*Metin Bölümü:*
■ ■ ■ ■

Büyük Birlik Çağrısı 1993
Veysi ERKEN
Birleşin ey! Yolları Kur’an’da birleşenler
Birleşin, itikatta, imanda birleşenler
Ayrılık yakışmıyor, bölünmek günah size
Birleşin ey! Secde-i Rahman’da birleşenler.
Abdurrahim Karakoç
1992’de bütün insanlara bir çağrıda bulundular. İşte o çağrıyı maddeleştiriyorum ve birlik peşinde olan tüm iyi insanlara sunuyorum.
“-Bütün dünyada Müslümanlar, kendilerine yabancı bir avuç diktatörün zulmü altında ezildiler.
- İmanlarını kaybetmeleri için bin türlü iğva ve zorlama ile karşılaştılar.
- Her şey mümkün. Her şey bizlerin ferasetine ve basiretine bağlı.
-Müslüman milletler kendileri güç merkezi olabilirler
-Halkı Müslüman olan ama yönetimleri dışa bağımlı birçok Ortadoğu ülkesi zillet içindeyken, öte yandan bu zilleti parçalayabilecek Müslüman Türk topluluklarının yeniden dirilişine sahne olabilecek bir ufuk önümüzdedir.
-Dünya küçülüyor, hızlı nüfus artışı ve tabii çevresinin süratle kirlenmesi, azalan iktisadi kaynaklar milletler arası rekabeti şiddetlendiriyor.
- Adaletimiz, güçlünün zayıfı ezdiği bir dünya da gelecek huzur ve barış getirmeyecek. - Milli kimliklerini yeni keşfeden etnik guruplar gecikmiş ve saldırgan bir kabilecilikle yaşadıkları bölgeyi ateşe boğuyorlar. Güçsüzlere yaşama hakkı tanımıyorlar.
- Türk milliyetçiliği kendini yenileyerek tarihi fonksiyonunu ifa edebilir. Âleme nizam verme ülküsünü kanatlandırabilir.
BİZLER
Bizler sadece kendimiz için değil uçuruma yuvarlanan insanlık içinde yeniçağın tarihini yapmak zorundayız. Dünyaya adaleti huzuru, insanlık şerefini getirmek zorundayız. Tıpkı eskiden olduğu gibi...

■ ■ ■ ■

*Toplanan Malzeme:*
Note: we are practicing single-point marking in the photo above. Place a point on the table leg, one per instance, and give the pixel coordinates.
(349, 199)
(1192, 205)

■ ■ ■ ■

*Yapılacaklar:*
1. Birlik çağrısı metninde "-Dünya küçülüyor, hızlı" sözleriyle başlayıp "verme ülküsünü kanatlandırabilir." sözlerine kadar süren kısmı, "kabilecilikle" yerine "aşiretçilikle" koyup değiştirerek yeniden yazın.
2. Birlik çağrısı metnini kaldığı yerden sürdürün.

*Görev Sonuçları:*
1.
-Dünya küçülüyor, hızlı nüfus artışı ve tabii çevresinin süratle kirlenmesi, azalan iktisadi kaynaklar milletler arası rekabeti şiddetlendiriyor.
- Adaletimiz, güçlünün zayıfı ezdiği bir dünya da gelecek huzur ve barış getirmeyecek. - Milli kimliklerini yeni keşfeden etnik guruplar gecikmiş ve saldırgan bir aşiretçilikle yaşadıkları bölgeyi ateşe boğuyorlar. Güçsüzlere yaşama hakkı tanımıyorlar.
- Türk milliyetçiliği kendini yenileyerek tarihi fonksiyonunu ifa edebilir. Âleme nizam verme ülküsünü kanatlandırabilir.

2.
-1923 yılında kurulan Türkiye Cumhuriyet`nin üzerine bina edildiği esaslar yeniçağın eşiğinde yerle bir olmuştur.
-Türkiye artık güvenliğini güç dengeleri içinde arayamaz. Bu intihar demektir.
-Güç dengelerine şirin görünmek için halkına dayattığı batıcı-laik politikaları sürdüremez.
-Milletimizi güçlü kılan bin yıldır olduğu gibi İslamiyet`tir
- Rejimin tepeden inmeci-seçkinci-laik geleneği artık sona ermiştir. Rejimin pozitivist-laik politikaları ancak şahsiyetsiz, köksüz, milletine değil, kendine bile hayrı olmayan bunalımlı yabancılaşmış bir azınlığa kaynak olmuştur
-Laikliğin din ve devlet işlerini ayırma politikası değil, ekmek-su gibi dini için yaşayan Müslüman halkı yönetiminden uzak tutma çabaları olduğu artık üstü örtülemeyen bir hakikat halini almıştır.
- Müslüman Türk milleti yeniçağdaki onurlu mevkiini, bir avuç oligarşik azınlığın heva ve hevesiyle, milletinden uzak ve zayıf şahsiyetiyle değil, kendi iradesi ve gücüyle elde edecektir.
-Türkiye, iktidara gelen partilerin değiştirdiği ama yöneten azınlığın değişmediği dönemlerin sonuna gelmiştir. Bu asalak azınlığın milletimizin sırtına yüklediği kambur artık iyice sırıtmaktadır.
-Milletimizin kendi gücü ve iradesiyle layık olduğu mevkii alacağı yeniçağda, bu asalak azınlığın hayat alanı kalmayacaktır. Bu mevkie bin yıldır güç aldığımız kutlu kaynağımız İslamiyet`le varacağız.
GÖRÜŞÜMÜZ
Allah`ın birliği ve yüce Peygamberimizin risaleti dışında hiçbir mutlak hakikat tanımıyoru
Bütün samimiyetimizle bu doğruların yanında başka doğruların da yer alabileceğine, zamanın değişebileceğine ve tenkit edilebileceğine inanıyoruz.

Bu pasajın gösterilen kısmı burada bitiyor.